**Your instructions**
State how many lines of the records below contain the string "reflection". Give only the number.

— START Raw records —

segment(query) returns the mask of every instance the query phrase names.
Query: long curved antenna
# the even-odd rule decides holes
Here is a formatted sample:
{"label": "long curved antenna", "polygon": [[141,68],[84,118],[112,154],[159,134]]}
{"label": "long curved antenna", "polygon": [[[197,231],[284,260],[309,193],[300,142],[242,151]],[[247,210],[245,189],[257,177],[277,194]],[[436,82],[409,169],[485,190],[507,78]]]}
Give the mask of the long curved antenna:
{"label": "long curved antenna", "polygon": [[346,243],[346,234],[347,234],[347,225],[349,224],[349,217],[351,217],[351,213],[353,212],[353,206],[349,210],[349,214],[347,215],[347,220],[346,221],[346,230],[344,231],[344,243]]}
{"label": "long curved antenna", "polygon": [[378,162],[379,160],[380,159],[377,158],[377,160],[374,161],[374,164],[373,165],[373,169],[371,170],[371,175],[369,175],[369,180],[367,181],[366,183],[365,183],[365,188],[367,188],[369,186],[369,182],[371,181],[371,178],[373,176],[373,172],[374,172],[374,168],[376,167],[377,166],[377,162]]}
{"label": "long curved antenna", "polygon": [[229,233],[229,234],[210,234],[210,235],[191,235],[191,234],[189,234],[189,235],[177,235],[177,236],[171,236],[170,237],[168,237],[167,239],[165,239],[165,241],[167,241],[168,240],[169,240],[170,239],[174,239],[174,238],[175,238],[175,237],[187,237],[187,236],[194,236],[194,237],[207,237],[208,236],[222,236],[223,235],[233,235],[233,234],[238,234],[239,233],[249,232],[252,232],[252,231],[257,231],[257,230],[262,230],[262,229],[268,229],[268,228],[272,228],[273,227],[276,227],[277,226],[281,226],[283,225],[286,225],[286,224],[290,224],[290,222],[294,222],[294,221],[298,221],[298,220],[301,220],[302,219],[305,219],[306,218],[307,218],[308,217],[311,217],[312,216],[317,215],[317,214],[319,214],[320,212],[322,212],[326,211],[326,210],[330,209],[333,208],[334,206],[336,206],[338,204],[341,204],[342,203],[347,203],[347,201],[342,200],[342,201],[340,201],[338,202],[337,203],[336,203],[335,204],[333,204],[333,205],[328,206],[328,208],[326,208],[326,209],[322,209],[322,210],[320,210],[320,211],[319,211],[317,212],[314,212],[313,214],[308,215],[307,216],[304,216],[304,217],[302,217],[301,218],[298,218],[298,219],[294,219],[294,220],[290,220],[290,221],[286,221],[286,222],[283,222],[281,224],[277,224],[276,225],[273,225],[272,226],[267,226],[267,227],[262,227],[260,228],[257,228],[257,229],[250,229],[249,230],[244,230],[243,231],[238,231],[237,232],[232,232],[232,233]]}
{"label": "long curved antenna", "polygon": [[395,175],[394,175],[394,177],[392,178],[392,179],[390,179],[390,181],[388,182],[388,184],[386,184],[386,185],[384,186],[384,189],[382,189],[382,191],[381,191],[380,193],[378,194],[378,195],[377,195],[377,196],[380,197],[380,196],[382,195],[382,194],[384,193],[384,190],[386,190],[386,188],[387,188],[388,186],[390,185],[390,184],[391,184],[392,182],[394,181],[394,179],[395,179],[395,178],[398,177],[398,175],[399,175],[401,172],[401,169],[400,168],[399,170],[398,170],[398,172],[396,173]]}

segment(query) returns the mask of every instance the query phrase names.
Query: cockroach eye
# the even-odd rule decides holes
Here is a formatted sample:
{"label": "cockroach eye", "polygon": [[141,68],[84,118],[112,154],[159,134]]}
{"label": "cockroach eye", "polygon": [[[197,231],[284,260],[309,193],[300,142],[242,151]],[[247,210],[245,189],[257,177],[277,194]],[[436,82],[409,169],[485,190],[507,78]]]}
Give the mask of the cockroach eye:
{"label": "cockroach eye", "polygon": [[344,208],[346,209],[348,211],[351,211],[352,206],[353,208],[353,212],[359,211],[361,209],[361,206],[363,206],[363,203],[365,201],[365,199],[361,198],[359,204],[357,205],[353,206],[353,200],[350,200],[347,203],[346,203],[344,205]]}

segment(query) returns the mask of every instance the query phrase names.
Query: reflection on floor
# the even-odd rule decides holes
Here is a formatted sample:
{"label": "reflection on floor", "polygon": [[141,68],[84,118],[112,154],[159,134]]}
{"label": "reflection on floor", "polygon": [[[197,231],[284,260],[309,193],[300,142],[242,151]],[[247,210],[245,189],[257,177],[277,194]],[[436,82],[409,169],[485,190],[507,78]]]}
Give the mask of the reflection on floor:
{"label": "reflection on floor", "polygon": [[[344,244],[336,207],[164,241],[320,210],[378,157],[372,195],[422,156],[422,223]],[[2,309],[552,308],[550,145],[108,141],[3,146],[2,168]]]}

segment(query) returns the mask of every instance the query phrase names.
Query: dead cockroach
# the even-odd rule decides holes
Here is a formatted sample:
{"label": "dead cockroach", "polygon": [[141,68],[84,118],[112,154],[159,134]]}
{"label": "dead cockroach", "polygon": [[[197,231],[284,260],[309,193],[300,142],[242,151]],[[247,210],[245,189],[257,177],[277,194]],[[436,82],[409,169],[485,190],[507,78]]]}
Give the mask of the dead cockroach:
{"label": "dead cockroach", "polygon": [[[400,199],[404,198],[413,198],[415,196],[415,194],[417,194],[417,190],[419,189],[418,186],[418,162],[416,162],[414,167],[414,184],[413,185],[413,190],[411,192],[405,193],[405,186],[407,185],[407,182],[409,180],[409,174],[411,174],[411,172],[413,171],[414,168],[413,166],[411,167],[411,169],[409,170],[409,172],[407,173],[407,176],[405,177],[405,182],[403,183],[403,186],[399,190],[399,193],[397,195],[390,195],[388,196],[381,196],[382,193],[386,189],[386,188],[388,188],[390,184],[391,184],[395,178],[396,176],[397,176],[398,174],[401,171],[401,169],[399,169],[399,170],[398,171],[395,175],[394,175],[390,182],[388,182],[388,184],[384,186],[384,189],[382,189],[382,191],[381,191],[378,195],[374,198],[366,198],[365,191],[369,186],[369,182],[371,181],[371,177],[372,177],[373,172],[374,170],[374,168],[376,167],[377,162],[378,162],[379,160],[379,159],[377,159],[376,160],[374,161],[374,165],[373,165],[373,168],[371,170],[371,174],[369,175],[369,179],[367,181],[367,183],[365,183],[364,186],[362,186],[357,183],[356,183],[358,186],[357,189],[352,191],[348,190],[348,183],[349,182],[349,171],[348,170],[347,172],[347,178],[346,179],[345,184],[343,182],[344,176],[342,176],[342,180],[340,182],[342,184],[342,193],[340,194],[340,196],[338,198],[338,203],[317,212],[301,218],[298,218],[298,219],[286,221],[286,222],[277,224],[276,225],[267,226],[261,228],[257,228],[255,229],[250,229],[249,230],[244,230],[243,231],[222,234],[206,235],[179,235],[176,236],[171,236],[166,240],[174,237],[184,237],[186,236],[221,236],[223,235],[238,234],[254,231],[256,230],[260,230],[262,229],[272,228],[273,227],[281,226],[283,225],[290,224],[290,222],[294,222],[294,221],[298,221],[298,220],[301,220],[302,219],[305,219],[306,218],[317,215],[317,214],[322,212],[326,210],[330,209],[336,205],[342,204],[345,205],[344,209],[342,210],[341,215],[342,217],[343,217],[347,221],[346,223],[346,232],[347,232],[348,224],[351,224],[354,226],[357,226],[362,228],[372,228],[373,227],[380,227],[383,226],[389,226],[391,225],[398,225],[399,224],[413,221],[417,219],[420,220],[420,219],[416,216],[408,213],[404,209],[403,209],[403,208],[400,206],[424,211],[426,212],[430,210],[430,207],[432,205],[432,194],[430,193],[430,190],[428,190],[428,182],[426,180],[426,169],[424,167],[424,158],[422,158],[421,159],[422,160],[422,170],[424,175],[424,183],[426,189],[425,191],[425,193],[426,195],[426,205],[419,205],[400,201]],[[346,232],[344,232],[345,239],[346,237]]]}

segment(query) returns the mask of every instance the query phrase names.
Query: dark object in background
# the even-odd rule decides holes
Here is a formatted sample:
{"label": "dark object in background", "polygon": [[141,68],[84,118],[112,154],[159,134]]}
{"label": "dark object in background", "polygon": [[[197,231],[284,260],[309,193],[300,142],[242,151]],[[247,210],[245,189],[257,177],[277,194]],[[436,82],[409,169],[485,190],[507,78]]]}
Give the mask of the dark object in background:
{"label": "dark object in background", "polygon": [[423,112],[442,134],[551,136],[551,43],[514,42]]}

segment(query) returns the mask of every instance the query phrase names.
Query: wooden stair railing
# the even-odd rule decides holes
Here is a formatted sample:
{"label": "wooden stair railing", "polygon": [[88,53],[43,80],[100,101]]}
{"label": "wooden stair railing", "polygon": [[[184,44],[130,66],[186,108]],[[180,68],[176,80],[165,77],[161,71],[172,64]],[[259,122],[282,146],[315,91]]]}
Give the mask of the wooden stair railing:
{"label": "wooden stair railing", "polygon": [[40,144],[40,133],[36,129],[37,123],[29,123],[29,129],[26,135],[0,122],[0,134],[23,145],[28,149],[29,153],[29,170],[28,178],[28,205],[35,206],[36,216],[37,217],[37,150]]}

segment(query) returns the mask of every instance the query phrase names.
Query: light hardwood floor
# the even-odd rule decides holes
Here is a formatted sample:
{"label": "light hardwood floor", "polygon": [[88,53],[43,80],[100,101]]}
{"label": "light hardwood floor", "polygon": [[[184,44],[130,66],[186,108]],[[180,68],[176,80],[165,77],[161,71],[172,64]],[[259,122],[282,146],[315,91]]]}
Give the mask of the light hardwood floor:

— END Raw records —

**Complete output**
5